In a career that's taken him from London to Los Angeles, Alex Call will always consider Marin County home. It was on his property in Mill Valley, sitting underneath a plum tree, that Call wrote his most famous song, also the name of his new memoir. 867-5309/Jenny: The Song That Saved Me tells Call's story as the lead singer of Clover, a band that included Huey Lewis and Doobie Brother John McFee.
After gaining a following in San Francisco, the band spent the 1970s primarily in London before disbanding in 1978. It was back home in Marin that Call later wrote 867-5309, a song made popular by Tommy Tutone.
Now Call is a resident of Nashville, but is coming back to Marin for a pair of concerts to celebrate the release of his new book.
"It's a real homecoming gig," Call explains. "I’m going to have the original drummer from Clover, Mitch Howie, playing with me. Gary Vogensen is playing lead guitar. I was playing Gary’s Ovation guitar when I wrote 867-5309."
The events will be both concerts and book signings, with Call talking about his memoir and solo playing songs from across the spectrum of his musical career. He refers to his book as a "rock 'n rollercoaster," chronicling his life in music starting in early 1960s Marin. Call empahiszes that his book is more than just his own story.

_INFORMATION SHOWN_
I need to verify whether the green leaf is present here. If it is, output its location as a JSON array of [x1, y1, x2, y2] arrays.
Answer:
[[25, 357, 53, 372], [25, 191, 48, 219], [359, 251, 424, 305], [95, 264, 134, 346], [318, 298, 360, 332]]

_WRITTEN REQUEST_
In the article about Alex Call, where was he sitting when he wrote his most famous song? The lines play no part in this exercise.

_RESPONSE TO THIS EXERCISE_
He was sitting underneath a plum tree on his property in Mill Valley.